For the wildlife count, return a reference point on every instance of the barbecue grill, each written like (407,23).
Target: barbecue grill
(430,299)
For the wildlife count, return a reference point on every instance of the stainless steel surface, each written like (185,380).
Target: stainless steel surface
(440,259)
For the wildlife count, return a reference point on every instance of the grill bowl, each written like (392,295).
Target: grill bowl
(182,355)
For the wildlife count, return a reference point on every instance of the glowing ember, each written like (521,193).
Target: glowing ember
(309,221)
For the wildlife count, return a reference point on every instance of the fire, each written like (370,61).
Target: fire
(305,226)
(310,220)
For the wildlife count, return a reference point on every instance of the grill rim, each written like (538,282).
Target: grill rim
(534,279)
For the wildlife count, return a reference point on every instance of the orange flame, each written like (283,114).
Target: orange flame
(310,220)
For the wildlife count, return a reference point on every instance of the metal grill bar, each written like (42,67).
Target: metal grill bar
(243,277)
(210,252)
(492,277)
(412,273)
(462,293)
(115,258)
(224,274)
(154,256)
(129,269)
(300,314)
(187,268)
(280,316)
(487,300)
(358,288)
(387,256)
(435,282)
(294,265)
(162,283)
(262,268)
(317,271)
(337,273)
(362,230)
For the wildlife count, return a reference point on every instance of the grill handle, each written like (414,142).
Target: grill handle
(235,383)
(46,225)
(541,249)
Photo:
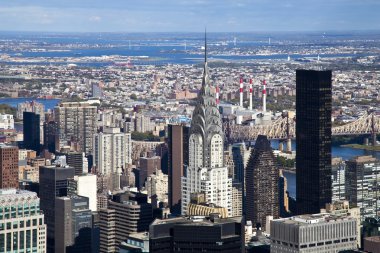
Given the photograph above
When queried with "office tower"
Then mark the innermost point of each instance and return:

|---|

● **INSTRUCTIONS FOR THE TASK**
Please write out all the data again word for word, but not the pictures.

● **EXERCISE SOLUTION**
For the wildlife count, return a reference point on every instance of the barbecue grill, each written like (407,23).
Target: barbecue grill
(430,299)
For the wildlife count, return a reference point on every instance of the stainless steel surface, each written like (185,380).
Target: stainless steel surface
(440,259)
For the wildlife count, return a reference point on every instance of the grill bowl, each written like (392,295).
Target: grill bowl
(182,355)
For the wildlife count, return a reference point on every instance of the glowing ember, each written like (521,193).
Target: glowing ember
(309,221)
For the wildlife count, return a reference point on every instance of the fire, each written like (370,61).
Target: fire
(305,226)
(310,220)
For the wildlife count, return a reference point on every instance of the grill rim, each written like (538,282).
Target: grill rim
(534,279)
For the wildlife count, return a reference point on every instance of the orange flame, each written like (283,114).
Target: orange flame
(310,220)
For the wildlife count, return a reference point on every instance of the metal grill bar, each written like (42,67).
Target: metal grill bar
(243,277)
(210,252)
(492,277)
(412,273)
(462,293)
(115,258)
(224,274)
(154,256)
(129,269)
(300,314)
(187,268)
(280,316)
(487,300)
(358,288)
(387,256)
(435,282)
(294,265)
(162,283)
(262,268)
(317,271)
(337,273)
(362,230)
For the wildlife count, return a reference point on every instance of the grill handle, each written like (414,142).
Target: grill handle
(235,383)
(46,225)
(541,249)
Photo:
Given the photograph above
When queried with "office tower"
Then mark the innermost point of each instance and return:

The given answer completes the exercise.